━━ DATASET CONTENT

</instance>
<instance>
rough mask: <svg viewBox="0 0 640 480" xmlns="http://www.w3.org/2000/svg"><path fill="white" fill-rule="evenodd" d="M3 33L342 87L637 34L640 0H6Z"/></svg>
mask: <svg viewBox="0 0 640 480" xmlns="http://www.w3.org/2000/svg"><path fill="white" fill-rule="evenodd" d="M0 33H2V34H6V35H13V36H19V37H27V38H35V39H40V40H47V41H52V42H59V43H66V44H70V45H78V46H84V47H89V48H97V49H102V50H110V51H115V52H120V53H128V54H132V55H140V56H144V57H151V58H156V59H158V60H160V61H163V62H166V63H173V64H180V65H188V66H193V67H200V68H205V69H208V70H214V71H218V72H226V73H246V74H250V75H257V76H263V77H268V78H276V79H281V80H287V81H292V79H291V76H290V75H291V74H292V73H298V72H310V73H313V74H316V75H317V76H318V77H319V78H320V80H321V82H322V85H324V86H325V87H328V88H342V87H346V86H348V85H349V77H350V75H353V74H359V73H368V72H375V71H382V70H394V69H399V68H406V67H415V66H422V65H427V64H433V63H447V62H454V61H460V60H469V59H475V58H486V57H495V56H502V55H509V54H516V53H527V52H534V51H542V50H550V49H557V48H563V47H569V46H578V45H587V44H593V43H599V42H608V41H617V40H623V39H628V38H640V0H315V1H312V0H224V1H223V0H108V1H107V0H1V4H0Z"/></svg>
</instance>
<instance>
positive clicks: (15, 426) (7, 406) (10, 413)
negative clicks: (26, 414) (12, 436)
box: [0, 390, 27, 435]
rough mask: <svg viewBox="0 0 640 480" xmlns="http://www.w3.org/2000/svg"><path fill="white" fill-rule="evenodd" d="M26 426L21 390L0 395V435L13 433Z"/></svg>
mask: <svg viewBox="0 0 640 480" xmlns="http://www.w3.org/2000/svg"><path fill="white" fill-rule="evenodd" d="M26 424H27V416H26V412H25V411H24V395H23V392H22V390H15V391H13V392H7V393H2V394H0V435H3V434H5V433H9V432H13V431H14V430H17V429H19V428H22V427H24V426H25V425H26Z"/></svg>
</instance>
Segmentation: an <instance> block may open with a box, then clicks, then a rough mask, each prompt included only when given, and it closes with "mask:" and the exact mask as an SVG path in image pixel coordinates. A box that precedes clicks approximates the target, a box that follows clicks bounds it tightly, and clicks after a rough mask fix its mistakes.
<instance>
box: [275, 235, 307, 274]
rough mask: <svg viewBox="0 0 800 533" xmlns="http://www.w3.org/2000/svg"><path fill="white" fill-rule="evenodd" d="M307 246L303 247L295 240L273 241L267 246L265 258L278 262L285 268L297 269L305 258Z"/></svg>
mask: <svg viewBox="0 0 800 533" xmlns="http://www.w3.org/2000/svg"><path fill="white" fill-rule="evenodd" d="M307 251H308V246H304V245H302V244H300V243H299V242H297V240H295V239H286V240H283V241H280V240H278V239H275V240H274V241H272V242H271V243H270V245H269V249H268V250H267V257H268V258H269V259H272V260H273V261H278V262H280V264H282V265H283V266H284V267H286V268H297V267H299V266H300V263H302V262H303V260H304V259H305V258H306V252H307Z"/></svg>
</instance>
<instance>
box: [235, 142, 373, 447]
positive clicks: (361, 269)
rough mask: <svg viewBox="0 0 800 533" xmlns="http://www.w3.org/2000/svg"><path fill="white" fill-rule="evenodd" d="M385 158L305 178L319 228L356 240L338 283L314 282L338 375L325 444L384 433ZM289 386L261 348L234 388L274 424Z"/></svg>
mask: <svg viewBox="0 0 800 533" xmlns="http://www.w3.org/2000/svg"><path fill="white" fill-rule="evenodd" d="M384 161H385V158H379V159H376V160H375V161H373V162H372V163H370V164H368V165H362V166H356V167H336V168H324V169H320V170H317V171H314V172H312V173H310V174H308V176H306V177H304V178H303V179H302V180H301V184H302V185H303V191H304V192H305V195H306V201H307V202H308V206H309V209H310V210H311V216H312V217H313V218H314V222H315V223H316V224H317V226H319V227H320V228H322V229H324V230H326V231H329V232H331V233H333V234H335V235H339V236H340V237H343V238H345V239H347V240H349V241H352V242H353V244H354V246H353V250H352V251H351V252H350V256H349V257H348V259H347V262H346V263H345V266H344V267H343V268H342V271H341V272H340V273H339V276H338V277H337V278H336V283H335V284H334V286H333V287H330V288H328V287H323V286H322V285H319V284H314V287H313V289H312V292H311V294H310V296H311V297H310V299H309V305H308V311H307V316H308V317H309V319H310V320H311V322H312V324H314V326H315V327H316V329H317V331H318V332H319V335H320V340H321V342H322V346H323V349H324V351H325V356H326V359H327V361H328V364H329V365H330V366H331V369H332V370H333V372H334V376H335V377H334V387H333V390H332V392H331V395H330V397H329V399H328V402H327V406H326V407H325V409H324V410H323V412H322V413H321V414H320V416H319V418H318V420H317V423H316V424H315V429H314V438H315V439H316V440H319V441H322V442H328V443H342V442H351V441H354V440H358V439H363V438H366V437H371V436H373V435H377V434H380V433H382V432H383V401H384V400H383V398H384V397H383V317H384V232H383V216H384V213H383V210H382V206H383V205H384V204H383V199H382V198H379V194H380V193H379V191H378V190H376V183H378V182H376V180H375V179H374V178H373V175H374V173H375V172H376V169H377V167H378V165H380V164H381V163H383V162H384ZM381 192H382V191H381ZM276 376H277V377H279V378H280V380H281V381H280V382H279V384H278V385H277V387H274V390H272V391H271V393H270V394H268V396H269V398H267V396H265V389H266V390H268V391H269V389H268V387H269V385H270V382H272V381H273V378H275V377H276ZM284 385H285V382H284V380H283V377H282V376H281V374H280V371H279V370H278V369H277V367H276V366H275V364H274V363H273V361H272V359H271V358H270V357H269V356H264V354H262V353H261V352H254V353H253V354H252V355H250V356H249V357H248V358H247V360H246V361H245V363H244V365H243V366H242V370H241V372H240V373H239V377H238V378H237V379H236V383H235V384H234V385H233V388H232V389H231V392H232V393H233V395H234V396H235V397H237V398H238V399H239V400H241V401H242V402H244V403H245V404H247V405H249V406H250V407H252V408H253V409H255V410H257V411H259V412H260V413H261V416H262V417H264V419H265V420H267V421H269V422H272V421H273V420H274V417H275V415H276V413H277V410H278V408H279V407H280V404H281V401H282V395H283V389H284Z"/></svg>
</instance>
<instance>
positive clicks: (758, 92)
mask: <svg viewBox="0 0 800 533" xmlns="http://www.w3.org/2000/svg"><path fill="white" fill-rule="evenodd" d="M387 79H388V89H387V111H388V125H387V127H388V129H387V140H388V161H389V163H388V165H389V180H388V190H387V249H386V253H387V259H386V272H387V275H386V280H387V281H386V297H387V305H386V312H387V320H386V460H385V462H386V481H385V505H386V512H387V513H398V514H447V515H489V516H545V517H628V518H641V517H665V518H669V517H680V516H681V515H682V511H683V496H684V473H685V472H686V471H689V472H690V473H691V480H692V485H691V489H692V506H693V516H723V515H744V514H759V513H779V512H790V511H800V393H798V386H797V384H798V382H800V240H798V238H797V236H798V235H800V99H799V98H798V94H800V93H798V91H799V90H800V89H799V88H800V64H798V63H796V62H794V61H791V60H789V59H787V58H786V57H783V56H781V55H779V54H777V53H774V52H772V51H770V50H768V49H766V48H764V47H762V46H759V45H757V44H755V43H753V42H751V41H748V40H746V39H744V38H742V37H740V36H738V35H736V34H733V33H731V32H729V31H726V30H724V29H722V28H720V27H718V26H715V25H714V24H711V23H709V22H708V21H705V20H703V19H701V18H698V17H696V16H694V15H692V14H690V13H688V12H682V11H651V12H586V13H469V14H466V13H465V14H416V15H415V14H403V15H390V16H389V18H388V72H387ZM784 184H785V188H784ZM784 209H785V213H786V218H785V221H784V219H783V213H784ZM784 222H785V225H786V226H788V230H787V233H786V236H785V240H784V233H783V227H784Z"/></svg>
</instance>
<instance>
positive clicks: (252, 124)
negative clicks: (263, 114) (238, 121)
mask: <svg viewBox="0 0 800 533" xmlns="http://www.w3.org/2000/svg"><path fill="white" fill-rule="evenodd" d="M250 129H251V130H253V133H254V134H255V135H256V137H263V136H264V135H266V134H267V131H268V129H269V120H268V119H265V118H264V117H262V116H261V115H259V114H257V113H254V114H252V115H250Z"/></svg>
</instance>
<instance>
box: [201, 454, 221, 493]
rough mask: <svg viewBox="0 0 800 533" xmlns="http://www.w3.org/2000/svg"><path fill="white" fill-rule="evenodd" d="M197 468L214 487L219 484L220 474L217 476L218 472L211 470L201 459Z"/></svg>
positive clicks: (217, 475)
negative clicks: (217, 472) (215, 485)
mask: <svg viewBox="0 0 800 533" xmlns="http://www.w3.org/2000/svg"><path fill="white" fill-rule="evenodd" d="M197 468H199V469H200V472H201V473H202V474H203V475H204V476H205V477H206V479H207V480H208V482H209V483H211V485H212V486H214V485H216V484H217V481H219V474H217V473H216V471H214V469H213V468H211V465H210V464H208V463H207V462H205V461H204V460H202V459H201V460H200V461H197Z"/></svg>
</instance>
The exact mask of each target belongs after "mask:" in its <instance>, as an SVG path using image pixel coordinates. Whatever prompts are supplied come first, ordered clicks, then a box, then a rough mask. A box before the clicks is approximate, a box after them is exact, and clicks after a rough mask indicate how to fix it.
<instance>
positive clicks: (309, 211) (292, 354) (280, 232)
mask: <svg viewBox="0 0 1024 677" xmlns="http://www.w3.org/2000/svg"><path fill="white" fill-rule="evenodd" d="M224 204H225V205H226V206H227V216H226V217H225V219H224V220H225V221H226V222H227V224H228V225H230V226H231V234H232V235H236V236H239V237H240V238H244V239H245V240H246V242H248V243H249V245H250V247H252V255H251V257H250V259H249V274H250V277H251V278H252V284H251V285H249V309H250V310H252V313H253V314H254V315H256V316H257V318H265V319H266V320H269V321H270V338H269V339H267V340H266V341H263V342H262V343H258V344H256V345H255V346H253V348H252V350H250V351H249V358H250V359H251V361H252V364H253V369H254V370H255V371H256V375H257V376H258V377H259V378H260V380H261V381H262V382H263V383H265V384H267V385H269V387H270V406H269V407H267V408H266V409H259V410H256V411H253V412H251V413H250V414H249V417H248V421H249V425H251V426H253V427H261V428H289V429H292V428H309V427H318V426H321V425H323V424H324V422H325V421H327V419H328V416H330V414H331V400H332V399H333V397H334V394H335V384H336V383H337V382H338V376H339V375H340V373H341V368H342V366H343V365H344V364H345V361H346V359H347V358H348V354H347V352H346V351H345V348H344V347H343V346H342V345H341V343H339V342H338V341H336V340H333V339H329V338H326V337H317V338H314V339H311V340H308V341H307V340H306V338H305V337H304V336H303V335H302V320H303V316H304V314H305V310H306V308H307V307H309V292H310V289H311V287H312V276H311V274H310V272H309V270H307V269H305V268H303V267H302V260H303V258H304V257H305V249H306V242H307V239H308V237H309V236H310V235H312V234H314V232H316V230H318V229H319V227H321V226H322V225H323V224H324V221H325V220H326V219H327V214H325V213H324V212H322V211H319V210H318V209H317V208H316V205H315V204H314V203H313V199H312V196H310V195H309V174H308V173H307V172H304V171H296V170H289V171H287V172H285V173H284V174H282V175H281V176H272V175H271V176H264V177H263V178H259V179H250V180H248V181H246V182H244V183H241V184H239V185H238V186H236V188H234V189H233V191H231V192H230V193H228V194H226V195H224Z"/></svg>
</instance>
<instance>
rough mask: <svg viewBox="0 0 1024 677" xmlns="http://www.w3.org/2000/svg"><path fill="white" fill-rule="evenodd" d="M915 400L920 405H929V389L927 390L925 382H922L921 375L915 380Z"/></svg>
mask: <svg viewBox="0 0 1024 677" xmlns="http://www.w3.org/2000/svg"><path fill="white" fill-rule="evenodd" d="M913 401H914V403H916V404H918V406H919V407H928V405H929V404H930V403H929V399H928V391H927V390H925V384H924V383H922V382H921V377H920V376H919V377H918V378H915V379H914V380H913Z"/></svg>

━━━━

▸ **THE TASK**:
Return, with no change at all, every line in the entries above from the line containing "468L214 487L219 484L220" through the line containing "positive clicks: (217, 475)".

▸ **FINAL ANSWER**:
rough mask: <svg viewBox="0 0 800 533" xmlns="http://www.w3.org/2000/svg"><path fill="white" fill-rule="evenodd" d="M197 468L214 487L219 484L220 474L217 476L218 472L211 470L201 459Z"/></svg>
positive clicks: (217, 475)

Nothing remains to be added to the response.